DIRECTIONS FOR THIS TASK: List each line in the data below that contains the word "Target". Case matters.

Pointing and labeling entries

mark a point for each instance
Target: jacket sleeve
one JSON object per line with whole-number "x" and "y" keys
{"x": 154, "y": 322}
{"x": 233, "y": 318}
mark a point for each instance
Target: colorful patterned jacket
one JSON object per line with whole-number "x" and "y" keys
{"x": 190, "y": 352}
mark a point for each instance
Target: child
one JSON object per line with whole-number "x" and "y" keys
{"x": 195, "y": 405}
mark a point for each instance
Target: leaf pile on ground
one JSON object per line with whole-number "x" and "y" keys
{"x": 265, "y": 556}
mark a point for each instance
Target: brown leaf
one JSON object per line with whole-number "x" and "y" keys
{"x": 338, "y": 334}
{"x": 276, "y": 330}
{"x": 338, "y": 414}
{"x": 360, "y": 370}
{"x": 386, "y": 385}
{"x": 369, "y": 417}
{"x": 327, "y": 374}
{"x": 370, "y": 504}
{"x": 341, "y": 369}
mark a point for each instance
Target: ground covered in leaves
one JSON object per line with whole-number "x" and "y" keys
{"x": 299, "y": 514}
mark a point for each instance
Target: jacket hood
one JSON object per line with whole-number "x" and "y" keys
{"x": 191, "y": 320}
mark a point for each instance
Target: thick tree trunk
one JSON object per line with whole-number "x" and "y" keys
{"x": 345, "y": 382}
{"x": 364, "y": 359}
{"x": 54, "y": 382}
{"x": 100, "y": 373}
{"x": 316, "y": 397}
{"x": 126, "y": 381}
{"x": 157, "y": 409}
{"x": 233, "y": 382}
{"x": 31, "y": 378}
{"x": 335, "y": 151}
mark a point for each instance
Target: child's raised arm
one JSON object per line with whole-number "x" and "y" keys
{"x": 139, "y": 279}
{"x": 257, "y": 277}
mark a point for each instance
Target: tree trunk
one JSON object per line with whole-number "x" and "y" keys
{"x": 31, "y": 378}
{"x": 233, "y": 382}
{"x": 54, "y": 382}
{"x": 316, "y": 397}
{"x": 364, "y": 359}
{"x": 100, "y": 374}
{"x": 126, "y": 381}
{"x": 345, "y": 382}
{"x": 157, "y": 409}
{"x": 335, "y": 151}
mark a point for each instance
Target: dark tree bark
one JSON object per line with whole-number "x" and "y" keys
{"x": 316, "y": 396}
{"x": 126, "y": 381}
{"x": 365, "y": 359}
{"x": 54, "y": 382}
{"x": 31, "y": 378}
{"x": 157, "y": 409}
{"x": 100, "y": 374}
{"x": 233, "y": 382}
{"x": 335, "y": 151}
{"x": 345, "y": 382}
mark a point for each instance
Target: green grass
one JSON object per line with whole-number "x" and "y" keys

ANSWER TO THIS TASK:
Target: jacket sleeve
Target: colorful patterned jacket
Target: child
Target: leaf pile on ground
Target: brown leaf
Target: ground covered in leaves
Target: jacket hood
Target: thick tree trunk
Target: child's raised arm
Target: tree trunk
Target: dark tree bark
Target: green grass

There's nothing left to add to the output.